> Текст документа:
◆ ◆ ◆ ◆ ◆

Люди, не знавшие за собой вины, со дня на день ждали освобождения. Скептики, умудренные жизнью, не были столь оптимистичны в прогнозах: всякое бывает, могут осудить и невиновного. Они составляли пока немногочисленную группу, большинство же, особенно молодежь, твердо верило в справедливость: «такое» не может продолжаться долго, «там, наверху» разберутся и освободят всех, кому не место в заключении, кого ждут родные, друзья и работа.
Я, студент последнего курса университета, арестованный за четыре месяца до защиты диплома, озабоченно думал: вот мне пришлось провести в тюрьме целых две недели; это, в конце концов, еще не так много: если завтра-послезавтра выпустят, можно быстро наверстать упущенное, написать и защитить диплом в намеченный срок, в июне, а осенью поступить в аспирантуру. Если освобождение задержится — нас-то здесь немало, с каждым нужно разобраться — наверстывать будет, конечно, все труднее... Но все должно хорошо решиться, не далее конца года! Я живо представлял себе радость встречи с учителями, товарищами и древними арабскими рукописями.
Но освобождение не приходило, и мысли о нем постепенно отступали на второй план. Их место заняла филология, которой годами была полна голова; для студента-филолога это естественно. Занятия на факультете давали большой простор и необходимые данные для создания работ на частные темы. Теперь, лишенный рукописей, книг, бесед с учителями, я обратился мыслью к общим вопросам языка, к предварительным построениям, к обоснованию своего взгляда на происхождение человеческой речи, и посвященные этому раздумья все больше отвлекали меня от окружавшей трагедии.
У «всех скорбящих радости»
67
За четыре с лишним университетских года память сделала некоторые основательные приобретения в мире общей лингвистики, они вели к смелым выводам: не все решения выдержали испытание временем, но ряд из них сохраняет значение и сейчас. Главное же состоит в том, что сосредоточенный труд ума позволил мне от первого до последнего арестантского дня — с 1938 по 1956 год — сохранить активно работавший мозг. Он мог переносить углубленное внимание от предмета к предмету, но никогда не дремал и не погружался в пучину безразличия. В тюрьмах, в ссылке, в каторжных лагерях пришлось убедиться, как это важно для будущих, послетюремных свершений, к которым я себя готовил. Мысли, начавшие эту главу, сопровождаемые моими шагами по камере, явились одной из живительных частиц, сберегших меня самого.

◆ ◆ ◆ ◆ ◆

> Исходный листинг:

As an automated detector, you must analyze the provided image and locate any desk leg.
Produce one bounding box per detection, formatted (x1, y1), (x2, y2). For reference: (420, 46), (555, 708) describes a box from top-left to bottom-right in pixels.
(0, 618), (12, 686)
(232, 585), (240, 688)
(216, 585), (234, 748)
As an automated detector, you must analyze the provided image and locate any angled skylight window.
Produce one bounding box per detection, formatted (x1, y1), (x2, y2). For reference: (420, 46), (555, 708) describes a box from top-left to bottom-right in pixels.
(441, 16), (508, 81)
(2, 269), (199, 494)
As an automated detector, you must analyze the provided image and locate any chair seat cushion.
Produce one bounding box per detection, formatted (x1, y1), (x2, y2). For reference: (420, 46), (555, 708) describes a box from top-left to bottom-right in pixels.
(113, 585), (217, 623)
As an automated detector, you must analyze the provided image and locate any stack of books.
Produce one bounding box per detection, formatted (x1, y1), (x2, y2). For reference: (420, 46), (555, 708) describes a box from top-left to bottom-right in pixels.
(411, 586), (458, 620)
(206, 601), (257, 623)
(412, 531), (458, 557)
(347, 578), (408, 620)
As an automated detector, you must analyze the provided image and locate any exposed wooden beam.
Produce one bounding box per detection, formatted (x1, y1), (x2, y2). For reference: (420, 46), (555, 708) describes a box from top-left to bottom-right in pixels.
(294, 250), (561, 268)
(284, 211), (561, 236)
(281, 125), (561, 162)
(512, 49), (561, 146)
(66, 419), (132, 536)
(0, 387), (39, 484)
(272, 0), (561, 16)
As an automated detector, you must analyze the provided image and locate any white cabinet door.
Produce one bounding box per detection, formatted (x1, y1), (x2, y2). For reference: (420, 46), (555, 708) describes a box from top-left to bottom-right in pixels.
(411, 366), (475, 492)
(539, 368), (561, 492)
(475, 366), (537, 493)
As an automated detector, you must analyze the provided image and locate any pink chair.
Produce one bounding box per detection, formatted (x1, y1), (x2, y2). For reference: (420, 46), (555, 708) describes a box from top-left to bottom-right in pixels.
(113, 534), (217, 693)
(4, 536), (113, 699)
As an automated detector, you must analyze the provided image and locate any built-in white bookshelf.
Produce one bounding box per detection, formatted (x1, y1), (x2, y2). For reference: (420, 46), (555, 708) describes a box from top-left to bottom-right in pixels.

◆ ◆ ◆ ◆ ◆

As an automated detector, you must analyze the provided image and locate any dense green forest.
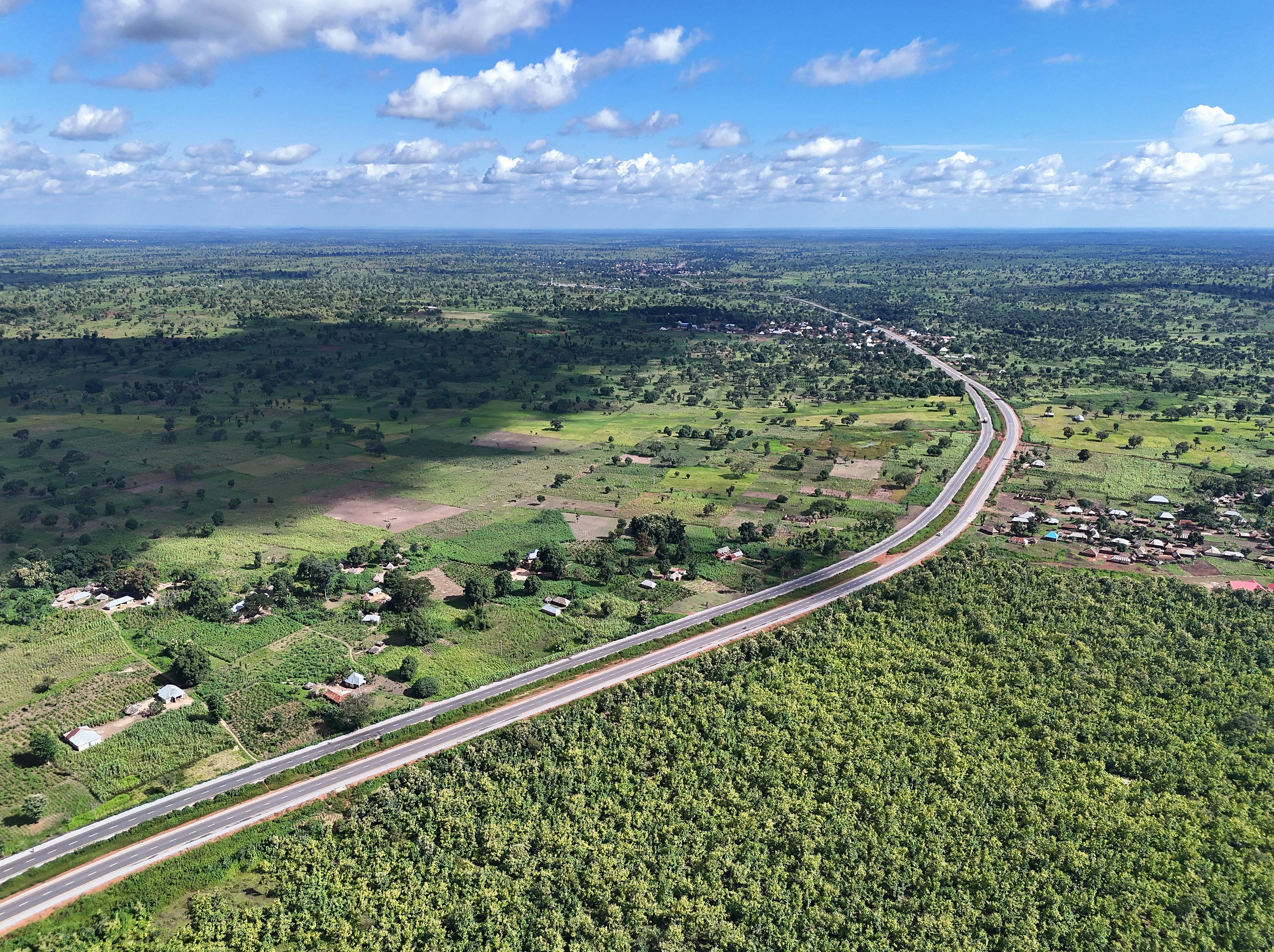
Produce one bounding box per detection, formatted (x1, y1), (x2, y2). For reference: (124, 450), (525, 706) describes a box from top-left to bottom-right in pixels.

◆ ◆ ◆ ◆ ◆

> Задания:
a - Приведите без изменений фрагмент текста документа, начиная со слов «Я, студент последнего» и заканчивая словами «древними арабскими рукописями.».
b - В листинге замените «bounding box» на «rectangular box», больше ничего не меняя. Выпишите только строки, начиная со строки, содержащей «white cabinet door.», и заканчивая строкой, содержащей «(475, 366), (537, 493)».

> Ответы:
a -
Я, студент последнего курса университета, арестованный за четыре месяца до защиты диплома, озабоченно думал: вот мне пришлось провести в тюрьме целых две недели; это, в конце концов, еще не так много: если завтра-послезавтра выпустят, можно быстро наверстать упущенное, написать и защитить диплом в намеченный срок, в июне, а осенью поступить в аспирантуру. Если освобождение задержится — нас-то здесь немало, с каждым нужно разобраться — наверстывать будет, конечно, все труднее... Но все должно хорошо решиться, не далее конца года! Я живо представлял себе радость встречи с учителями, товарищами и древними арабскими рукописями.

b -
As an automated detector, you must analyze the provided image and locate any white cabinet door.
Produce one rectangular box per detection, formatted (x1, y1), (x2, y2). For reference: (420, 46), (555, 708) describes a box from top-left to bottom-right in pixels.
(411, 366), (475, 492)
(539, 368), (561, 492)
(475, 366), (537, 493)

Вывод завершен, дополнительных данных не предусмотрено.